• Challenge 1: Copy word for word the part of the passage on Multics processes and the supervisor that opens with the words "A process is generally" and closes with "Segment Table (KST).".
• Challenge 2: Quote the lines of the records exactly, from the start of the records through the line containing "x=138 y=240".

— Start of Selected passage —

Figure 3. Hardware segmentation and paging in the Honeywell 645.

6. Multics Processes and the Multics Supervisor

A process is generally understood as being a program in execution. A process is characterized by its state word defining, at any given instant, the history resulting from the execution of the program. It is also characterized by its address space. The address space of a process is the set of processor addresses that the process can use to reference information in memory. In Multics, any information that a process can reference by an address of the form (segment number, word number) is said to be in the address space of the process. There is a one-to-one correspondence between Multics processes and address spaces. Each process is provided with a private descriptor segment which maps segment numbers into core memory addresses and with a private table which maps symbolic segment names into segment numbers. This table is called the Known Segment Table (KST).

The Multics supervisor could have been written so as not to use segment addressing of course; but organizing the supervisor into procedures and data segments permits one to use, in the supervisor, the same conventions that are used in user programs. For instance, the call-save-return conventions [7] made for user programs can be used by the supervisor; the standard way to manufacture pure procedures in a user program is also used extensively in the supervisor. A less visible advantage of segmentation of the supervisor is that some supervisory facilities provided for the management of user segments can also be applied to supervisor segments; for example, the demand paging facility designed to automatically load pages of user segments can also be used to load pages of supervisor segments. As a result, a large portion of the supervisor need not reside permanently in core.

— End of Selected passage —
— Start of Information supplied —

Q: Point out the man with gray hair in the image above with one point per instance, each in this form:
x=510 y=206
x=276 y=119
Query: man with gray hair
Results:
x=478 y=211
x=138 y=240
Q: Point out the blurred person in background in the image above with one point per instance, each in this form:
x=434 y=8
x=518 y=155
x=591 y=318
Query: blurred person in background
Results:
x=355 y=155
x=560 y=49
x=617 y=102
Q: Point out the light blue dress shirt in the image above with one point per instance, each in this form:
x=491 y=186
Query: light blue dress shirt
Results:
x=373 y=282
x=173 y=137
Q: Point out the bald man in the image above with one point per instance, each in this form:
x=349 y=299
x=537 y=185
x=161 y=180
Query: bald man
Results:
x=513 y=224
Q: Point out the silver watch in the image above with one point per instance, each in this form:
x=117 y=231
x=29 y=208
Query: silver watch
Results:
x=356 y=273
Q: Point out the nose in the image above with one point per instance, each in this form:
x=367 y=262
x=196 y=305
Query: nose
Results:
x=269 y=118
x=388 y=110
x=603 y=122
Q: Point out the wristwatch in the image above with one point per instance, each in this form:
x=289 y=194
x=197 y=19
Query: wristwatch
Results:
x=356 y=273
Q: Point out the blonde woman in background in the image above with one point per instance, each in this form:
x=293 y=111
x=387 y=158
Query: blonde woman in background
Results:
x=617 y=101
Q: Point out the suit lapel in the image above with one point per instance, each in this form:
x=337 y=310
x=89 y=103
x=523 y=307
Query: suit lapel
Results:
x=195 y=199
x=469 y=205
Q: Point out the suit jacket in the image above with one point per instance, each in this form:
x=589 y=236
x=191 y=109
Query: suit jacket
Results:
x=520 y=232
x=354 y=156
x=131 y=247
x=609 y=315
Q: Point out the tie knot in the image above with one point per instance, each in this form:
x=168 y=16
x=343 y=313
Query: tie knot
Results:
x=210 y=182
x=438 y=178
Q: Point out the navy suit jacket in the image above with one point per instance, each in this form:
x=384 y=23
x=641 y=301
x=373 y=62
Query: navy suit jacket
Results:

— End of Information supplied —

• Exercise solution 1:
A process is generally understood as being a program in execution. A process is characterized by its state word defining, at any given instant, the history resulting from the execution of the program. It is also characterized by its address space. The address space of a process is the set of processor addresses that the process can use to reference information in memory. In Multics, any information that a process can reference by an address of the form (segment number, word number) is said to be in the address space of the process. There is a one-to-one correspondence between Multics processes and address spaces. Each process is provided with a private descriptor segment which maps segment numbers into core memory addresses and with a private table which maps symbolic segment names into segment numbers. This table is called the Known Segment Table (KST).

• Exercise solution 2:
Q: Point out the man with gray hair in the image above with one point per instance, each in this form:
x=510 y=206
x=276 y=119
Query: man with gray hair
Results:
x=478 y=211
x=138 y=240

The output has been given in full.